- PARTS OF THE EXERCISE
**a.** In the text on Chile's two plebiscites below, how many constitutional reforms did the opposition agree to with the regime after the 1988 vote?
**b.** Transcribe the passage of the text on Chile's two plebiscites below, from the words "In the attempt" through the words "the Constitution impossible.".

***** TEXT TO READ *****

32 years between plebiscites

October and a historic vote. That is what Chile experienced in 1988 and that this 2020 is ready to repeat. Although 32 years separate these votes, both are intimately linked. In the first one, which took place after 15 years of dictatorship, Chileans had to go to the polls to decide the continuity of General Augusto Pinochet in power, based on the itinerary that the same dictatorship had set, convinced that the survival of his regime was assured for another eight years. Despite the adverse context, on that historic day, Chile said No to Pinochet, thus beginning the transition to democracy, calling for presidential elections the following year. However, this No to the dictator, although it took him out of the presidency of the Republic, did not dismantle the institutional apparatus that he established through a Political Constitution that was imposed in 1980 through a fraudulent plebiscite, which took place without electoral records, without freedom of expression and in a context of massive human rights violations.

Reforms

In the attempt to dismantle part of this institutional structure of the dictatorship, after the 1988 plebiscite, the opposition of the time agreed to 54 constitutional reforms with the regime, among which were the incorporation of and respect for International Treaties, the elimination of the presidential power to dissolve Congress, the reduction of the transition period to 4 years, the repeal of the controversial Article 8 of the Constitution (which outlawed persons or parties that advocated doctrines based on class struggle), among others. But the cost of achieving these reforms was to increase certain quorums, which added to the maintenance of the binominal electoral system (which tended to a constant tie between two political blocs) and the designated senators, in the end, made any possibility of structural change to the Constitution impossible.

***** EXTRACTED INFORMATION *****

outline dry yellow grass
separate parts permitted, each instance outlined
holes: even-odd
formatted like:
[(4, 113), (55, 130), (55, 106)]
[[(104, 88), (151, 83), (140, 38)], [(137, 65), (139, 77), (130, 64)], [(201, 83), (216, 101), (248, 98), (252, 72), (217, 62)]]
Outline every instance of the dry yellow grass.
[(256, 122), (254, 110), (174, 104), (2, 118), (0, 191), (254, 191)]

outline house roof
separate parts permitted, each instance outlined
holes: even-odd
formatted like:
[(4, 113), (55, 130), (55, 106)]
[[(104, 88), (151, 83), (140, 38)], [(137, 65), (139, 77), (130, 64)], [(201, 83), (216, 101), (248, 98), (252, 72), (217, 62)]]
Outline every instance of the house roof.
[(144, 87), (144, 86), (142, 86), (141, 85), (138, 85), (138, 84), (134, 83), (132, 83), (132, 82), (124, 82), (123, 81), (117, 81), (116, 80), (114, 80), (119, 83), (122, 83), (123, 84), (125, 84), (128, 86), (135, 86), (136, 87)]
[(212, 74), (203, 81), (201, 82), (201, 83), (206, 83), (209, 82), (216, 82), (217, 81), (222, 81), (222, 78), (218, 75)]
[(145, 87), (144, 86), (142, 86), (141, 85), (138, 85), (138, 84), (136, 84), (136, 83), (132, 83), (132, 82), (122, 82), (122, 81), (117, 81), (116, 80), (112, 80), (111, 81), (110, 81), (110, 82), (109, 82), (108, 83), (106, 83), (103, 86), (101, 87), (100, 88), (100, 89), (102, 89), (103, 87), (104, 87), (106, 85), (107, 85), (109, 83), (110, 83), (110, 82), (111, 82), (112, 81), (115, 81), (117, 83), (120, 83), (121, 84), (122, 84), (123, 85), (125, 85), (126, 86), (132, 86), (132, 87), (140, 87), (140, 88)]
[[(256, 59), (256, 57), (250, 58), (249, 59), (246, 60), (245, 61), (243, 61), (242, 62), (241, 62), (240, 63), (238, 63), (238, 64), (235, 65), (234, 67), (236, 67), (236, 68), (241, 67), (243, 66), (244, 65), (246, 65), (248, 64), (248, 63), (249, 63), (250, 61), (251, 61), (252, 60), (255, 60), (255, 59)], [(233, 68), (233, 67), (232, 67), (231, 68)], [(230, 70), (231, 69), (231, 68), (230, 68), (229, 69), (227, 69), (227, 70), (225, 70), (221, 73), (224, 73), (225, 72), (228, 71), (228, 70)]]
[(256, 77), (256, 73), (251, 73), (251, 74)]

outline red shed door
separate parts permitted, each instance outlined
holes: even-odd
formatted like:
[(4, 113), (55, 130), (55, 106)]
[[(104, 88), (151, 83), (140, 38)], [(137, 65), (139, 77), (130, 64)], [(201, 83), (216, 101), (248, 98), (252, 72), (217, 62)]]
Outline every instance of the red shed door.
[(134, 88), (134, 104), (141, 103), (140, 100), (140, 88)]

*****

- FINAL RESULTS
**a.** 54

**b.**
In the attempt to dismantle part of this institutional structure of the dictatorship, after the 1988 plebiscite, the opposition of the time agreed to 54 constitutional reforms with the regime, among which were the incorporation of and respect for International Treaties, the elimination of the presidential power to dissolve Congress, the reduction of the transition period to 4 years, the repeal of the controversial Article 8 of the Constitution (which outlawed persons or parties that advocated doctrines based on class struggle), among others. But the cost of achieving these reforms was to increase certain quorums, which added to the maintenance of the binominal electoral system (which tended to a constant tie between two political blocs) and the designated senators, in the end, made any possibility of structural change to the Constitution impossible.